# PROMPT:
Rewrite the lines from the one containing "TARGET = jacket" through the last line, request lines included, multiplying each answer coordinate by 0.7 and rounding to whole numbers, with halves rounded up. Keep the requests and their sample coordinates unchanged.

Pointing dataset excerpts:
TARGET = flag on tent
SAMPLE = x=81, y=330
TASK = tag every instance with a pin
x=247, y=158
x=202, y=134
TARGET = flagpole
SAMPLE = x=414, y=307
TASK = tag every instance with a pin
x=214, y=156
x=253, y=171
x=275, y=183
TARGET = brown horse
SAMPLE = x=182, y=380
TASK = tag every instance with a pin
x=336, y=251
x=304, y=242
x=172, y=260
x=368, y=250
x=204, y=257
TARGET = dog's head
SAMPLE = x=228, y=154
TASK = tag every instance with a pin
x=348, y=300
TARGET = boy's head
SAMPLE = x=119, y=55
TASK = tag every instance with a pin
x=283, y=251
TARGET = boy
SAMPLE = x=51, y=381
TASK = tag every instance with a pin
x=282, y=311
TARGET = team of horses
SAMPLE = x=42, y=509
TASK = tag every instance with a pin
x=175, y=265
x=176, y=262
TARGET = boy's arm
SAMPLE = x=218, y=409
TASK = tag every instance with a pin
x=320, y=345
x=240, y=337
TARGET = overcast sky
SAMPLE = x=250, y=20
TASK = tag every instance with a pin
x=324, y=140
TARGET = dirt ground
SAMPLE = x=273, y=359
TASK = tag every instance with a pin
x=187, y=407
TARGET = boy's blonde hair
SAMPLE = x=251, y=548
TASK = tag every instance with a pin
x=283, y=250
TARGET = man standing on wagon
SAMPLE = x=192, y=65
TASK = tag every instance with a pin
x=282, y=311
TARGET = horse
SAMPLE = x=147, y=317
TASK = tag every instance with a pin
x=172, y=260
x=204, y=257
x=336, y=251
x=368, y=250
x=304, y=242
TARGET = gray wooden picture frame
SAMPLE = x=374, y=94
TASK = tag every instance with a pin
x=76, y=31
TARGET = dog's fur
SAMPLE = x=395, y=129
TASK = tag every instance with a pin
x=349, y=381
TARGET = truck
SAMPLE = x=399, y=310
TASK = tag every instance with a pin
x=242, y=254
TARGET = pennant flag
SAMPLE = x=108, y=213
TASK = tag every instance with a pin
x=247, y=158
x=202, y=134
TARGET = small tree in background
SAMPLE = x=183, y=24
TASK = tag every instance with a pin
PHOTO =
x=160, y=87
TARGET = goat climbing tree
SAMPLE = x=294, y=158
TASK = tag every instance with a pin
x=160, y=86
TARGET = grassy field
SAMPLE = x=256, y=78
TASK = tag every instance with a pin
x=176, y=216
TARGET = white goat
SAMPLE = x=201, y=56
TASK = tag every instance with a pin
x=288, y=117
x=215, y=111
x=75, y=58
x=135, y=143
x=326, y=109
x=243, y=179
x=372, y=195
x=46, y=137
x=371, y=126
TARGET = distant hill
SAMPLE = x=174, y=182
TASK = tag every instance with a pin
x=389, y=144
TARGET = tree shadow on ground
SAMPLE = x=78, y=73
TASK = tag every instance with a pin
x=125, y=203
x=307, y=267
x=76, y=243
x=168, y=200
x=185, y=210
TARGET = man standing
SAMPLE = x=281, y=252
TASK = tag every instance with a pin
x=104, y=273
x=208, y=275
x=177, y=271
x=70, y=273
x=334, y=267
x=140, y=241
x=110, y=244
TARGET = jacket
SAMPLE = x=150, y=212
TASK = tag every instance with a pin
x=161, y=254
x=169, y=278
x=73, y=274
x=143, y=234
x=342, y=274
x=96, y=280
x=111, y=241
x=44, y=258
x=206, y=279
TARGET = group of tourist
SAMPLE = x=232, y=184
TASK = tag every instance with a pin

# RESULT:
TARGET = jacket
SAMPLE = x=150, y=212
TASK = tag every instance with a pin
x=113, y=178
x=118, y=195
x=51, y=192
x=100, y=164
x=239, y=192
x=67, y=196
x=78, y=169
x=31, y=181
x=144, y=195
TARGET = group of tourist
SAMPLE = x=232, y=184
TASK = tag every instance with a pin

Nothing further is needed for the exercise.